# Copying video images



## Me Died Blue (Feb 18, 2006)

Is there a way to capture a snapshot of a running video (through Windows Media Player, Real Player, Quicktime, etc.) and have it as an image to save, or at least to print? There aren't any such options when I simply right-click the image when it's paused, and I can't seem to find mention of such a feature in the tools or other sections.


----------



## Peter (Feb 18, 2006)

you could control printscreen and past it into paint. That's "ctrl" plus "prt scr" on the keyboard (qwerty). Then open the Paint application and file-paste it.


----------



## Semper Fidelis (Feb 19, 2006)

I know Nero Showtime has that feature. Other DVD playing software allows you to do it. Here is a good article on it: Linky



> Some users try to grab the current video frame by pressing the standard Windows "Print Screen" key (next to F12 key on the QWERTY keyboard). But when the image screenshot from clipboard is pasted into an image editor, the capture is a black blank screen instead of the actual video.
> 
> Reason: When the video plays, it is actually displayed on a different surface/layer called overlay that is produced by hardware acceleration. When you take a normal screen capture, you're taking it of the normal surface where the video isn't displayed. That's why it comes out black as it is invisible to the screen capture software.
> 
> ...


----------

+++

TASK SET:
(a) In the thread on copying video images, what does the quoted article say shows up when a Print Screen capture of a playing video is pasted into an image editor?
(b) From the thread on copying video images, set down the passage between "# Copying video" and "or other sections.", inclusive.
The listing below is drawn from a separate source.

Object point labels

+++

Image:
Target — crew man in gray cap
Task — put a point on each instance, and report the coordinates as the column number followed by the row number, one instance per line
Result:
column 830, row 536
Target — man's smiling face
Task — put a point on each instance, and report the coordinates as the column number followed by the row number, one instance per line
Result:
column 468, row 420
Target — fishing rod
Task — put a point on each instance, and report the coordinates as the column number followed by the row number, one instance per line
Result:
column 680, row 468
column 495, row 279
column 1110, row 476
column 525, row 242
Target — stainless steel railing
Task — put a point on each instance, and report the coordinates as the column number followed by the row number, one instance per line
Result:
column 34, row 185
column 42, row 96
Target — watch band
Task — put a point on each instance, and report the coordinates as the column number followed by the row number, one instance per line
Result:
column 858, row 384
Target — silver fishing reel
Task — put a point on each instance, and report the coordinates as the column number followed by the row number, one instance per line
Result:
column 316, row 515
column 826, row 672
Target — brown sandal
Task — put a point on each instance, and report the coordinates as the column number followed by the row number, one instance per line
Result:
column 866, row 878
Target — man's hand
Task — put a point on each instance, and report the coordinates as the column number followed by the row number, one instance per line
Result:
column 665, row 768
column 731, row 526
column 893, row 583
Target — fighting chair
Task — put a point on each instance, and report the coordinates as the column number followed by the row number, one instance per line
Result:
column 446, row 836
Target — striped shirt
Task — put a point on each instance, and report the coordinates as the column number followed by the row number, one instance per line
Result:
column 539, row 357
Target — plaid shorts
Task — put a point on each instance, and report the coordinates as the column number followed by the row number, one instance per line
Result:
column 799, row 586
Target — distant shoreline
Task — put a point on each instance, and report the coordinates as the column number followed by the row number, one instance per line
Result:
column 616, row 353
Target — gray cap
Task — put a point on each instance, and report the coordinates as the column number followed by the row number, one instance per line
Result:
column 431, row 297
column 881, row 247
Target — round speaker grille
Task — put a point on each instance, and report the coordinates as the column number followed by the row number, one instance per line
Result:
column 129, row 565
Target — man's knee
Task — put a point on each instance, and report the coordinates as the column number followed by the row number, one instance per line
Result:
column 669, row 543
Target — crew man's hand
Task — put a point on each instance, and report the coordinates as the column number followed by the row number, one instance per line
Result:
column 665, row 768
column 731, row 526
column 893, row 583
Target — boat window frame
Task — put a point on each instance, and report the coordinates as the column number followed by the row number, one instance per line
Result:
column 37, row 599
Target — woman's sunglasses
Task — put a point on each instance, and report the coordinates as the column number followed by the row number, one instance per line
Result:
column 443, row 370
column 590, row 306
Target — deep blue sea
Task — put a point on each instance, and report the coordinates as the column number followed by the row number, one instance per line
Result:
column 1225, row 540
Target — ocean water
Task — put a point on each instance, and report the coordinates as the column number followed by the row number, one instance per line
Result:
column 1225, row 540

+++

WRITTEN RESPONSES:
(a) A black blank screen shows up instead of the actual video.

(b)
# Copying video images



## Me Died Blue (Feb 18, 2006)

Is there a way to capture a snapshot of a running video (through Windows Media Player, Real Player, Quicktime, etc.) and have it as an image to save, or at least to print? There aren't any such options when I simply right-click the image when it's paused, and I can't seem to find mention of such a feature in the tools or other sections.